**WHAT YOU NEED TO DO:**
A - Answer these questions from the fuel cell text, marking each answer to match:
(i) How many fuel cell engines per year will the expanded facilities in China add?
(ii) How much has Dewei invested in Chinese fuel cell production?
(iii) How many accumulated kilometers of operation are credited to US Hybrid's drive systems?
B - Return word for word everything in the fuel cell text from "USFC anticipates production" down to "clean fuel engines.".

>> Begin TEXT

USFC anticipates production and delivery of more than 1,200 PEM fuel cell engines in the next 36 months. The expansion of production facilities in US and China will enable the company to build and deliver 2,000 fuel cell engines per year in the US and additional 2,000 engines in China.

The higher-volume fuel cell engine production capability will enable fleets to realize a comparable return on investment as other clean fuel engines.

Dewei is committed to the successful development of fuel cell technology for commercial buses and trucks, as evidenced by our $42.8 million (RMB 300 million) investment in Chinese fuel cell production and establishment of a $428 million (RMB 3000 million) industrial fund. This new partnership with US Hybrid will enable US FuelCell to meet market demand cost-competitively in China, North America, and Europe.

—Zhou Jianming, Dewei Chairman

US Hybrid Corporation has provided electric and hybrid-traction drive systems for medium- and heavy-duty commercial trucks, municipality vehicles, and fuel cell transit buses throughout the world, with more than one million accumulated kilometers of operation.

>> End TEXT
>> Begin GIVEN MATERIAL

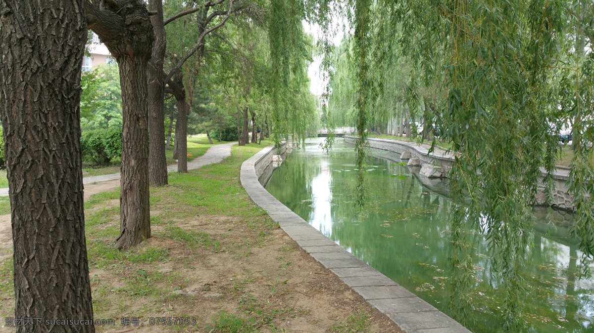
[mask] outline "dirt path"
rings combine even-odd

>> End GIVEN MATERIAL

**EXERCISE ANSWERS:**
A -
(i) An additional 2,000 engines per year.
(ii) $42.8 million (RMB 300 million).
(iii) More than one million kilometers.

B -
USFC anticipates production and delivery of more than 1,200 PEM fuel cell engines in the next 36 months. The expansion of production facilities in US and China will enable the company to build and deliver 2,000 fuel cell engines per year in the US and additional 2,000 engines in China.

The higher-volume fuel cell engine production capability will enable fleets to realize a comparable return on investment as other clean fuel engines.